[Tasks]:
- A) According to the profile of David E. Talbert, in what year did he start writing Jingle Jangle: A Christmas Journey?
- B) List every film that David E. Talbert says he watched on television every Thanksgiving as a kid in the profile of him.
+++ Text passage
David E. Talbert
Writer, director and Academy member David E. Talbert has directed films like Almost Christmas, El Camino Christmas and Jingle Jangle: A Christmas Journey, which debuts on Netflix Nov. 13.
Growing up in a Holiness Church, there was no better theater than the church sisters who started shouting and their purse fell and they stopped shouting to get their purse and make sure nobody was getting their money. There’s no better theater than the Black church in the most beautiful way. That was my introduction to the study of people, of characters, the study of words. My great-grandmother, Pastor Annie Mae Woods, was my heart. The words that she spoke moved people, touched people and in many ways changed people’s lives. That was my first entry.
I’m a writer who directs. Everything with me is about the written word. I direct because I don’t know if there’s anyone who could bring these characters to life better. But I’m a writer.
As a kid, I would watch Willy Wonka & the Chocolate Factory, Chitty Chitty Bang Bang and Dr. Doolittle—all the originals—on television. Every Thanksgiving we watched those, and I couldn’t wait for Thanksgiving to come around again. Every time Willy Wonka came on, it piqued my sense of imagination. It just stayed with me: the spectacle of it and how good it made me feel as a child. And I always wanted to create one of my own that could give that same kind of feeling to the world.
I started writing [Jingle Jangle: A Christmas Journey] in 1997. It’s the third movie in a trilogy. Almost Christmas was originally called A Meyers Thanksgiving, and the studio asked me to make it a Christmas movie. The second one, El Camino Christmas, was called El Camino, and they changed the title two weeks before it came out. And then this one was called Jingle Jangle and Netflix changed it to Jingle Jangle: A Christmas Journey.
My inner child needed this film. The child in grown folks needs this film, too. I think that there’s so much fighting to snatch the innocence and imagination and the wonder out of children. So for me, this an opportunity to give it back in a wholesome, imaginative way. Especially with what’s going on with the racial unrest and political unrest and the pandemic, I think the world needs permission to sing again, to laugh again, to rejoice again as a community. And this film, by having Black characters at the center of it, gives us a chance to normalize people of color in these worlds of wonder, and connect us all through song, the universal language.
How the Grinch Stole Christmas
The throughline of my stories is that all people that do good things aren’t necessarily good people, and all people that do bad things aren’t necessarily bad people. The story of redemption at the heart of this movie … All this mean old Mr. Grinch needed was somebody who cared enough to give him a gift—and his heart just expanded. Thematically, growing up in the church, stories of redemption just moved me. This one just moved me because that character is someone that I really connected to. This little Black boy from D.C. felt connected to this furry green animated character because of his heart. That one’s probably my favorite.
++++++
+++ Dataset excerpts
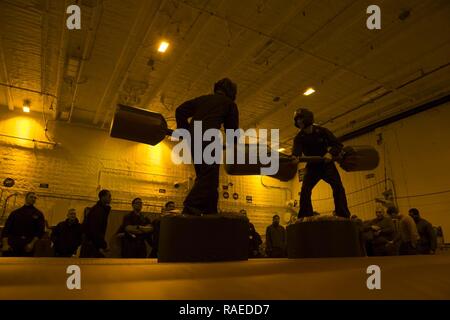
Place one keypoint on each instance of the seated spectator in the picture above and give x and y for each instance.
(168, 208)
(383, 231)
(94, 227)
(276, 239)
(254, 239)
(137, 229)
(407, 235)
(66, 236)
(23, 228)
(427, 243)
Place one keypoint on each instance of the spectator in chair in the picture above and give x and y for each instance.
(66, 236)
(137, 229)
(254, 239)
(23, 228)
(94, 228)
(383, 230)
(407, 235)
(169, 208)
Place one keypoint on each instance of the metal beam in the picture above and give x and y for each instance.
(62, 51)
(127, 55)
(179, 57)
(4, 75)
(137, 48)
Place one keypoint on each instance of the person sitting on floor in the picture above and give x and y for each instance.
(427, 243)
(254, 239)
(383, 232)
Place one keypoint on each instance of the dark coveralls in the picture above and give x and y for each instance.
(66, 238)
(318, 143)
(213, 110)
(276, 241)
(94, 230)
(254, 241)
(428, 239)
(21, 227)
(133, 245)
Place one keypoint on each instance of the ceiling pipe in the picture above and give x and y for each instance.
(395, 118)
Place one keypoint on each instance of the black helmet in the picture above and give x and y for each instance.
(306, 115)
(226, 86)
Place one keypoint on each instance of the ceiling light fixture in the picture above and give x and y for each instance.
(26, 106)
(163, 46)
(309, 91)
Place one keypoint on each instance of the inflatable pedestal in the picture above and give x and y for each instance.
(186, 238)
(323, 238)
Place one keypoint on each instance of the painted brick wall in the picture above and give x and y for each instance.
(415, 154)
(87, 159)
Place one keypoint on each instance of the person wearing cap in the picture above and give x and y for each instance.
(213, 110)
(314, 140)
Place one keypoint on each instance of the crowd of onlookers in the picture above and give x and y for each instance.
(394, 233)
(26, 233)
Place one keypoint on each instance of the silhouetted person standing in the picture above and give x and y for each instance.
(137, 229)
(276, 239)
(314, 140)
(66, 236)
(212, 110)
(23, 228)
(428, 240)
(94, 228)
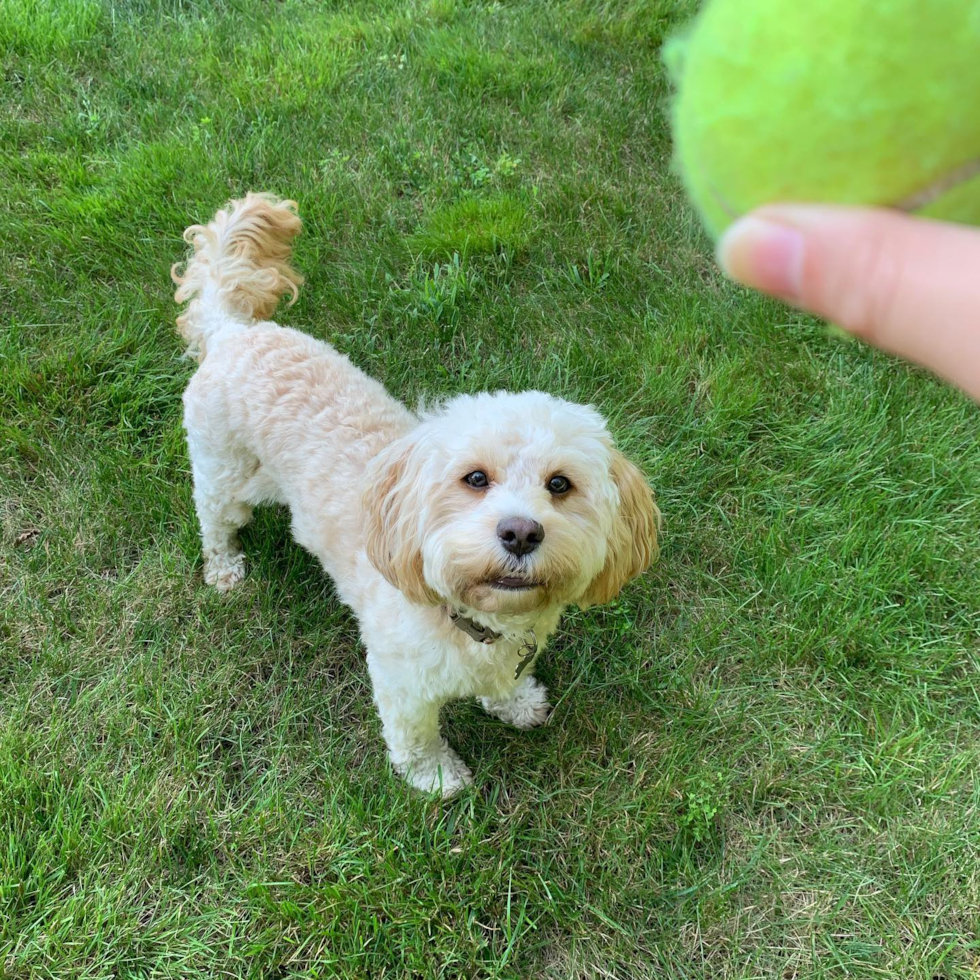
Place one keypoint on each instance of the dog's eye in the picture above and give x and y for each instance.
++++++
[Written responses]:
- A) 1997

- B) Willy Wonka & the Chocolate Factory, Chitty Chitty Bang Bang, Dr. Doolittle